** Records shown follows **
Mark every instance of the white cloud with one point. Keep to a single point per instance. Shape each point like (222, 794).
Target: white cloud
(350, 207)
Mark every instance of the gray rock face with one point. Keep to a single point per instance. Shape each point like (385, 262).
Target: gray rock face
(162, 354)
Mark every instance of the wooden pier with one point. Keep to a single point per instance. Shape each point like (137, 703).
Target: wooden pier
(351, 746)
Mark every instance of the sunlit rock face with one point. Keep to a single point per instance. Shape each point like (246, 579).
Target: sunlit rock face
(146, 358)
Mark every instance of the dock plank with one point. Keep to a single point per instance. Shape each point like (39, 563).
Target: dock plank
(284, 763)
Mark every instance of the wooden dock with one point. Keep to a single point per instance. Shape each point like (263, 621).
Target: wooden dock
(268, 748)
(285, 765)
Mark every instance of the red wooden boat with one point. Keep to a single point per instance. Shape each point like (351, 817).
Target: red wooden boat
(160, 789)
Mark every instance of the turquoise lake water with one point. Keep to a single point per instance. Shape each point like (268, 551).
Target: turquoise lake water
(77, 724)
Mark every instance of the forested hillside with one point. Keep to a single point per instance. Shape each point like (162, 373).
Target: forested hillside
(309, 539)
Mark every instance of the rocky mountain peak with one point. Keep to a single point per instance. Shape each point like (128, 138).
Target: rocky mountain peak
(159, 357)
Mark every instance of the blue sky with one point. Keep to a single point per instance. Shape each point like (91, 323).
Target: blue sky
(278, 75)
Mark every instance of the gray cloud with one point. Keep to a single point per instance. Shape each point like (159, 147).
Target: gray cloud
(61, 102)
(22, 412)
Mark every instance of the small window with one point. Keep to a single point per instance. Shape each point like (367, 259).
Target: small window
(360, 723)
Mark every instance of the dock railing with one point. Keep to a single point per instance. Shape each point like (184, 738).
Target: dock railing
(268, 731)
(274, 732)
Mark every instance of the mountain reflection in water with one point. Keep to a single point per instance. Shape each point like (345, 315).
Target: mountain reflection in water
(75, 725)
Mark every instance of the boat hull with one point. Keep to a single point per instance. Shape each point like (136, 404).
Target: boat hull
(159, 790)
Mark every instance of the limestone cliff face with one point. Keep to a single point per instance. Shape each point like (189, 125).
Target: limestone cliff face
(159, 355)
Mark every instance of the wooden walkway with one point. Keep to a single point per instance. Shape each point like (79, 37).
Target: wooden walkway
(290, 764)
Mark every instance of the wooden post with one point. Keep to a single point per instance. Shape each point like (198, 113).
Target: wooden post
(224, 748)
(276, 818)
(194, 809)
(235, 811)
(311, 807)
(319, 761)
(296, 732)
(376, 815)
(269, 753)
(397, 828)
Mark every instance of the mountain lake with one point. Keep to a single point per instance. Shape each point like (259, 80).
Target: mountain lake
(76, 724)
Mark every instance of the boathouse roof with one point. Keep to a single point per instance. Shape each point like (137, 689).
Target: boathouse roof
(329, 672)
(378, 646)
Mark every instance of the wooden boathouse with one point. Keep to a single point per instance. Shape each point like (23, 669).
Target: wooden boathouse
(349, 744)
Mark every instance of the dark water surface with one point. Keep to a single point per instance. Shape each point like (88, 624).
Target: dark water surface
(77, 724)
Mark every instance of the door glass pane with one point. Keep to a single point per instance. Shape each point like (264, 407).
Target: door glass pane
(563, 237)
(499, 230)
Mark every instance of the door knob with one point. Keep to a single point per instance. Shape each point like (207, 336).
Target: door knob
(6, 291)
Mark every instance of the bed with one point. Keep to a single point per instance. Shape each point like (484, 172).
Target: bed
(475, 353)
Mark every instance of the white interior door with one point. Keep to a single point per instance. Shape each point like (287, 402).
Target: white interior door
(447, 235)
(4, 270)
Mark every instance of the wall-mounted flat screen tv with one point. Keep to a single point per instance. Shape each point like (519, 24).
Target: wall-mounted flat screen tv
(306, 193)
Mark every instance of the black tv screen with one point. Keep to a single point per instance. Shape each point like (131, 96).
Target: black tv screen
** End of Records shown **
Activity: Make a verbatim transcription of all the material.

Exercise solution:
Mark every instance of the white cloud with one point. Keep to a single point per instance. Shape each point like (222, 794).
Target: white cloud
(350, 207)
Mark every instance of the gray rock face with one point. Keep to a single point per instance. Shape each point like (385, 262).
Target: gray rock face
(162, 354)
Mark every instance of the wooden pier with one point. Keep to a single point per instance. Shape each point like (137, 703).
Target: wooden pier
(351, 746)
Mark every instance of the sunlit rock face with one point. Keep to a single point per instance. Shape each point like (246, 579).
Target: sunlit rock face
(146, 358)
Mark every instance of the dock plank with one point. Keep to a single point per instance. Shape each point like (39, 563).
Target: dock plank
(284, 763)
Mark every instance of the wooden dock with one point. Keep to a single point per instance. Shape each point like (263, 621).
Target: wooden dock
(268, 748)
(285, 765)
Mark every instance of the red wooden boat with one point. Keep to a single point per instance. Shape each point like (351, 817).
Target: red wooden boat
(160, 789)
Mark every instance of the turquoise lake water with one point. Keep to a single point per instance. Shape each point like (268, 551).
Target: turquoise lake water
(77, 724)
Mark every instance of the forested hillside with one point. Keep to a single point per instance. Shape each point like (162, 373).
Target: forested hillside
(309, 539)
Mark every instance of the rocky mountain peak with one point. Keep to a single point per instance. Shape each point like (128, 138).
Target: rocky mountain peak
(159, 357)
Mark every instance of the blue sky with one point. Keep to a single point per instance. Shape each point like (91, 323).
Target: blue sky
(278, 75)
Mark every instance of the gray cloud with one point. Keep to a single point per instance. Shape each point like (159, 147).
Target: gray cloud
(61, 102)
(22, 412)
Mark every instance of the small window with one point. Keep to a single point per instance. Shape each point like (367, 259).
Target: small window
(360, 723)
Mark every instance of the dock railing with one point. Keep to a single point per instance. Shape each point like (184, 738).
Target: dock railing
(268, 731)
(274, 732)
Mark every instance of the mountain reflection in water with one point. Keep to a single point per instance. Shape each point like (345, 315).
Target: mountain reflection in water
(75, 725)
Mark every instance of the boat hull with one point. Keep to a single point per instance. Shape each point like (136, 404).
Target: boat hull
(159, 790)
Mark every instance of the limestone cliff face with one point. Keep to a single point per instance. Shape each point like (189, 125).
Target: limestone cliff face
(159, 355)
Mark every instance of the wooden walkway with one point. Keep to a single point per instance. Shape each point like (79, 37).
Target: wooden walkway
(290, 764)
Mark every instance of the wooden post with one point. Keep to a single point per instance. Shape each point like (198, 113).
Target: wooden post
(224, 748)
(276, 818)
(194, 809)
(235, 811)
(311, 807)
(319, 761)
(296, 732)
(376, 815)
(269, 753)
(397, 828)
Mark every instance of the mountain lake with one point. Keep to a single point per instance. Shape each point like (259, 80).
Target: mountain lake
(76, 724)
Mark every instance of the boathouse roof with one point. Keep to a single point per instance. Shape each point like (137, 689).
Target: boathouse roof
(329, 672)
(378, 646)
Mark every instance of the wooden boathouse with one point. Keep to a single point per instance. Shape each point like (23, 669).
Target: wooden boathouse
(349, 744)
Mark every instance of the dark water surface with one point. Keep to a single point per instance. Shape each point like (88, 624).
Target: dark water surface
(77, 724)
Mark every instance of the door glass pane with one point. Keep to a single point per instance. Shape each point like (264, 407).
Target: door glass pane
(563, 237)
(499, 230)
Mark every instance of the door knob with one point. Keep to a single point per instance. Shape each point like (207, 336).
Target: door knob
(6, 291)
Mark every instance of the bed with one point. Keep to a single point per instance. Shape each point like (484, 172).
Target: bed
(475, 353)
Mark every instance of the white interior door with one point. Keep to a single point per instance. Shape each point like (287, 402).
Target: white interior door
(447, 235)
(4, 270)
Mark every instance of the wall-mounted flat screen tv with one point. Keep to a single point per instance. Shape each point like (519, 24).
Target: wall-mounted flat screen tv
(306, 193)
Mark every instance of the black tv screen with one point. Keep to a single point per instance. Shape each point like (131, 96).
Target: black tv screen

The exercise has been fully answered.